Extract the stretch of the records from their start through the line containing "column 731, row 346", copying every line verbatim.

Task input »
** Start **
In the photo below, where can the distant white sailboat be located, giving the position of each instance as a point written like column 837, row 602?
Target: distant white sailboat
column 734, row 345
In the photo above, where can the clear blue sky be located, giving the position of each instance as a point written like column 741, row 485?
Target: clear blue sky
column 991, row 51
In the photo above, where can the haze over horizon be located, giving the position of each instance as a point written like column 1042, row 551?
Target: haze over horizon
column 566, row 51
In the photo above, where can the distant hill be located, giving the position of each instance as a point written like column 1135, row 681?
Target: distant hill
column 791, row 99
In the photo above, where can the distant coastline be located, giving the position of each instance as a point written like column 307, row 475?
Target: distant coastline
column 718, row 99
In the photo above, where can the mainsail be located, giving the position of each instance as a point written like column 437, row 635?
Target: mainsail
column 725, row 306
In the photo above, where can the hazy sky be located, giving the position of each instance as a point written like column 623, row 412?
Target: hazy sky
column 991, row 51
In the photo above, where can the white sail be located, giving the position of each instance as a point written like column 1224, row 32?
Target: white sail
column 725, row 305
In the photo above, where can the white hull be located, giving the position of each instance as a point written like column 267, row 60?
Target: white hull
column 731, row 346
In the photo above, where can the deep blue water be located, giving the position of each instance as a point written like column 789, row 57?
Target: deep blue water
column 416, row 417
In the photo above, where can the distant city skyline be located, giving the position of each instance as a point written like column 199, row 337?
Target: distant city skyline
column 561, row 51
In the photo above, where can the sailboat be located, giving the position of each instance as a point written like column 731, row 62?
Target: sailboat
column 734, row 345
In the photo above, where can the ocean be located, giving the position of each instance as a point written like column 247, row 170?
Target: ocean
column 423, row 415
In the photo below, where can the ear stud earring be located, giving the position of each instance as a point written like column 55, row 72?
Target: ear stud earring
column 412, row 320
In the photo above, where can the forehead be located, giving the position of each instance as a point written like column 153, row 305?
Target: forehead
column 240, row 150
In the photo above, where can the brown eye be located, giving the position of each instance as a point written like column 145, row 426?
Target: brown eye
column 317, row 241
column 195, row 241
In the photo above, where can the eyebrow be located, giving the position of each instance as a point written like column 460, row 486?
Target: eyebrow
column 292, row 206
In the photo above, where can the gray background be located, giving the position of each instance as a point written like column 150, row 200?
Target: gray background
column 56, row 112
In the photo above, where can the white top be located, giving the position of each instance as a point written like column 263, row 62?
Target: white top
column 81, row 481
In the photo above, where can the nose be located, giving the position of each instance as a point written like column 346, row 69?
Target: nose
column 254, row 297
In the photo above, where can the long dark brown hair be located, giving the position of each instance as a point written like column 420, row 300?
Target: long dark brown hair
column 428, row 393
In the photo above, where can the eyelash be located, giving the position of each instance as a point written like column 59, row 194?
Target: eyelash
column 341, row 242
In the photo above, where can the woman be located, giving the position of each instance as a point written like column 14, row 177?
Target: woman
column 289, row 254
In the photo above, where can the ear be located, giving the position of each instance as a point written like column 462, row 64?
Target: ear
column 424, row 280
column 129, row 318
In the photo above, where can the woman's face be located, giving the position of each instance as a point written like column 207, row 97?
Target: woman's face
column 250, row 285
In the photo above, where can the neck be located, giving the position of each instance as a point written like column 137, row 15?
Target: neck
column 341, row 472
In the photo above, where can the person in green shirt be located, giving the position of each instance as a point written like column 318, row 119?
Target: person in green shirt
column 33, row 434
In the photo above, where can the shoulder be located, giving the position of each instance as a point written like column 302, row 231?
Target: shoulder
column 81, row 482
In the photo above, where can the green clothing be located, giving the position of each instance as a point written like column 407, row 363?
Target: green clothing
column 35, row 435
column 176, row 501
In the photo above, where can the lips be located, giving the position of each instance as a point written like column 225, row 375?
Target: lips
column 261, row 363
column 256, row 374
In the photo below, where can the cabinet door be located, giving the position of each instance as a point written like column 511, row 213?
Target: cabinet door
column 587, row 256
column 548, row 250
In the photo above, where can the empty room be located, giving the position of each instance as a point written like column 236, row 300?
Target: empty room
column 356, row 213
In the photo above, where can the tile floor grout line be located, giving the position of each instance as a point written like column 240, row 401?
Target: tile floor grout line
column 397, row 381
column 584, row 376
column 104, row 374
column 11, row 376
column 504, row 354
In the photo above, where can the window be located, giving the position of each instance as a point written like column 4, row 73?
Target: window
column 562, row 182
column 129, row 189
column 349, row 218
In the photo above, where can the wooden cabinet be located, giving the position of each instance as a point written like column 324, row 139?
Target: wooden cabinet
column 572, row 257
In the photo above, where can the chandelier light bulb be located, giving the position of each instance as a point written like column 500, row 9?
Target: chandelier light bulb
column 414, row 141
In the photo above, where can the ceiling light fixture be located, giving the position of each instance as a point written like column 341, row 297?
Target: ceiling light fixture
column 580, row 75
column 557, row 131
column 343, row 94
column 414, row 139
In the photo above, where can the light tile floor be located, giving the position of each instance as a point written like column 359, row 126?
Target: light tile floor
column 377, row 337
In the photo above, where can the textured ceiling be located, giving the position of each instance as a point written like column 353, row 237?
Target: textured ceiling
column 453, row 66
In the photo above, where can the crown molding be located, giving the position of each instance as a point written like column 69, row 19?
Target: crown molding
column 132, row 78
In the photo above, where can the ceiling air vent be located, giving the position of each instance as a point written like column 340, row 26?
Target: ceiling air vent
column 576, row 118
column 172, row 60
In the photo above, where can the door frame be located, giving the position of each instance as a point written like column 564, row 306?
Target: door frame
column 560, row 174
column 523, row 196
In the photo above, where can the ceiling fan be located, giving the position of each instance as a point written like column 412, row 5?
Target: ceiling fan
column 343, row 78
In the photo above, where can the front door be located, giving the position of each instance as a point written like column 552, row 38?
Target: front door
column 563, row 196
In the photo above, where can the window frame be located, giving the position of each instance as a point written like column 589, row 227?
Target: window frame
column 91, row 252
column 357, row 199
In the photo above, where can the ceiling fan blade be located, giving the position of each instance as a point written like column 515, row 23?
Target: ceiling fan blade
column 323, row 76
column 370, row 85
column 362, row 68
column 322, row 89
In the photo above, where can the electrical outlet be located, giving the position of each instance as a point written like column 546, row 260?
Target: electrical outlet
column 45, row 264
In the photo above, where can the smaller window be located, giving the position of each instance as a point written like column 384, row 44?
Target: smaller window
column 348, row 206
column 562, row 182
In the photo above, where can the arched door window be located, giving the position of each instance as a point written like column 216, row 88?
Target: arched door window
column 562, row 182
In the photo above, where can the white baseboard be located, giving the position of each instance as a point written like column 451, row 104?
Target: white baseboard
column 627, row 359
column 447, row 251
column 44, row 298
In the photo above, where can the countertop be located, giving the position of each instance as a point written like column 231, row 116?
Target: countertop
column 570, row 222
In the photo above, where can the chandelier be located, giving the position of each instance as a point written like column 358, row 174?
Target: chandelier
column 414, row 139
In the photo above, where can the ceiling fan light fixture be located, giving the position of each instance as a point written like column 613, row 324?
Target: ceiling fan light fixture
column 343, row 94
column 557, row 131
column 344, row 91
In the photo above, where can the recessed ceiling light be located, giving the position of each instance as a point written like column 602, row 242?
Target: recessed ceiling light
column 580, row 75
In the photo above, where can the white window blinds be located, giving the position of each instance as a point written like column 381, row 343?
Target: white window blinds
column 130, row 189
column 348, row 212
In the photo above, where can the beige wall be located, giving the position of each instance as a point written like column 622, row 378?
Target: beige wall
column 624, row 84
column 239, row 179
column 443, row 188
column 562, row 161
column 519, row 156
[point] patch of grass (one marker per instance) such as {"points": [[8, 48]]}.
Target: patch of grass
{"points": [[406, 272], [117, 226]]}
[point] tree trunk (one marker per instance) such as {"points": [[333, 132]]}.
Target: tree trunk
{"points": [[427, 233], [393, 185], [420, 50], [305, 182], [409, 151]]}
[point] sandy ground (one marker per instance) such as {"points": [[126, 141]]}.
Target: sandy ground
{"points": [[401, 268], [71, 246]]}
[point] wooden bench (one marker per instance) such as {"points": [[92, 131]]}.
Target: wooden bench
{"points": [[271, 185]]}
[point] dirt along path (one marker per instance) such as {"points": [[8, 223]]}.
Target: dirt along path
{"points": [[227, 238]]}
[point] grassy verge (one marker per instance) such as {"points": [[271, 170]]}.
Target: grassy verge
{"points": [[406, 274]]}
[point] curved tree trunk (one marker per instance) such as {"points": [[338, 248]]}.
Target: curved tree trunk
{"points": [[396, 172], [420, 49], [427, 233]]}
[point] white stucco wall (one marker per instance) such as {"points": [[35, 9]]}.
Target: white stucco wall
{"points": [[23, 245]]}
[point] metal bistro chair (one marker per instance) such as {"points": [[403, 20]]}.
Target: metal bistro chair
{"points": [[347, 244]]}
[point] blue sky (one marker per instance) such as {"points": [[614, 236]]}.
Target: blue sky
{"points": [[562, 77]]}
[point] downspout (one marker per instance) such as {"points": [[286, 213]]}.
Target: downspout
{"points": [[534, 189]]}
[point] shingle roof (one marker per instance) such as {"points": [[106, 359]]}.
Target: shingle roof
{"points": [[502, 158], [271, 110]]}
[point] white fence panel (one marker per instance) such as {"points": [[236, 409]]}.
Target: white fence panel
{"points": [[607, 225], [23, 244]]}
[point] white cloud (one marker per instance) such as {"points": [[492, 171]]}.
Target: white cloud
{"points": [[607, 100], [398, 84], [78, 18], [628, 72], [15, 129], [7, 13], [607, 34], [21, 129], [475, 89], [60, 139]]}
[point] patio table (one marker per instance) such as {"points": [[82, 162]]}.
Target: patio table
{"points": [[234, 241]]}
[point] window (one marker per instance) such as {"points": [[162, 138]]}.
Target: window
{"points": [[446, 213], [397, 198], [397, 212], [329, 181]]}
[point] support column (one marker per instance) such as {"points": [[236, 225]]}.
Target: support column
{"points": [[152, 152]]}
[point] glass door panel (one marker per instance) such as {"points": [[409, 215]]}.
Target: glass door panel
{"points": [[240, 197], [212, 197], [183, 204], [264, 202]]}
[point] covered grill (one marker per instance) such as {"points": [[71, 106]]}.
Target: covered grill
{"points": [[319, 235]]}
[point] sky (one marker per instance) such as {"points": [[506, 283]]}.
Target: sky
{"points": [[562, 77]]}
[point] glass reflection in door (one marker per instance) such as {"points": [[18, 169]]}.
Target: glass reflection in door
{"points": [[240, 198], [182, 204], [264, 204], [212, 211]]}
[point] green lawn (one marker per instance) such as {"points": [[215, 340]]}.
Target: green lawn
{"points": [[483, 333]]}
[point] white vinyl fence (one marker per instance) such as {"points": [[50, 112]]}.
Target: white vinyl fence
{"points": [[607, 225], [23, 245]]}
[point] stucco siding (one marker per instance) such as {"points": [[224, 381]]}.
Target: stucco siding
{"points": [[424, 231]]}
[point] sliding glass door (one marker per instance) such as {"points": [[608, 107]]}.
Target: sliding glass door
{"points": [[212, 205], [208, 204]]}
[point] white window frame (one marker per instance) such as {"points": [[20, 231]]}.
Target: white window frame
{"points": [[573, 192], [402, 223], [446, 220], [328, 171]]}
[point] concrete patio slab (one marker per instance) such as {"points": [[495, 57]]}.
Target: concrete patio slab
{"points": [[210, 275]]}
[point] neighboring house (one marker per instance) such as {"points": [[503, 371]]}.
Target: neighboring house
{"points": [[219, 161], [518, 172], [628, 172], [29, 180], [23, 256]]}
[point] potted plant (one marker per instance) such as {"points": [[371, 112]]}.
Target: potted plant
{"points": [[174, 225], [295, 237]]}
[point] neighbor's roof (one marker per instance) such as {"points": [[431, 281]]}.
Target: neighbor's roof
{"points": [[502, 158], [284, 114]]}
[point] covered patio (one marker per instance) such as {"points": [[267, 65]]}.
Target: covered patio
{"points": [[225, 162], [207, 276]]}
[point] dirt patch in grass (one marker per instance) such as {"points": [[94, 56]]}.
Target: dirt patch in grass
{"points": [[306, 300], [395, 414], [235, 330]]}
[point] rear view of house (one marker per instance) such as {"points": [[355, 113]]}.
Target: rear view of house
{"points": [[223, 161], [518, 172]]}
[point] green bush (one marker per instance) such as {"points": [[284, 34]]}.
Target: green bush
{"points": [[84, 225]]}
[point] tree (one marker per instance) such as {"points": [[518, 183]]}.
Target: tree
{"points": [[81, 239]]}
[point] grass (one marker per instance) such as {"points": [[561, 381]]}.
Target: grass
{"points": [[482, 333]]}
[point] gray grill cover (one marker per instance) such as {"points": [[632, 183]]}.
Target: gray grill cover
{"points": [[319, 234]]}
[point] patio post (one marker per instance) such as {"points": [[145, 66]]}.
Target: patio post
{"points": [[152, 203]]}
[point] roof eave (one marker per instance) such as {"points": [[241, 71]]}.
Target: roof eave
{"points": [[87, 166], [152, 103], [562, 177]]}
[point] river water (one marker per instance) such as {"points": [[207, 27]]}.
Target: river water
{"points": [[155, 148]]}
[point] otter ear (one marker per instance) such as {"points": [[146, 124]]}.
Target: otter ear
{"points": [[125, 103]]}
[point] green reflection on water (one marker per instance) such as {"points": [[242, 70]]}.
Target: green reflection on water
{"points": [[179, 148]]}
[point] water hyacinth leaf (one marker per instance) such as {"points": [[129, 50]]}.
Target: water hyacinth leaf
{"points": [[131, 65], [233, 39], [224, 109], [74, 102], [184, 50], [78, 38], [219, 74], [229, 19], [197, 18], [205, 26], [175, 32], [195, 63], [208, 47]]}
** End **
Task output »
In the photo below, where can the distant white sailboat be located, giving the position of each instance as a point written like column 837, row 602?
Target: distant white sailboat
column 734, row 345
In the photo above, where can the clear blue sky be located, giving the position of each instance as a point written like column 741, row 485?
Target: clear blue sky
column 991, row 51
In the photo above, where can the haze over horizon be located, giving the position of each instance as a point written like column 1042, row 551?
Target: haze over horizon
column 566, row 51
In the photo above, where can the distant hill be located, giving the position of each instance as a point written like column 1135, row 681?
Target: distant hill
column 791, row 99
In the photo above, where can the distant coastline be located, giving the position of each instance as a point written like column 307, row 475?
Target: distant coastline
column 718, row 99
In the photo above, where can the mainsail be located, giving the position of each instance as a point written like column 437, row 635?
Target: mainsail
column 725, row 306
In the photo above, where can the hazy sky be located, giving the position of each instance as a point written like column 623, row 412?
Target: hazy sky
column 991, row 51
In the photo above, where can the white sail be located, giving the position of each instance as a point written like column 1224, row 32?
Target: white sail
column 725, row 305
In the photo above, where can the white hull be located, giving the position of each instance as a point written like column 267, row 60?
Target: white hull
column 731, row 346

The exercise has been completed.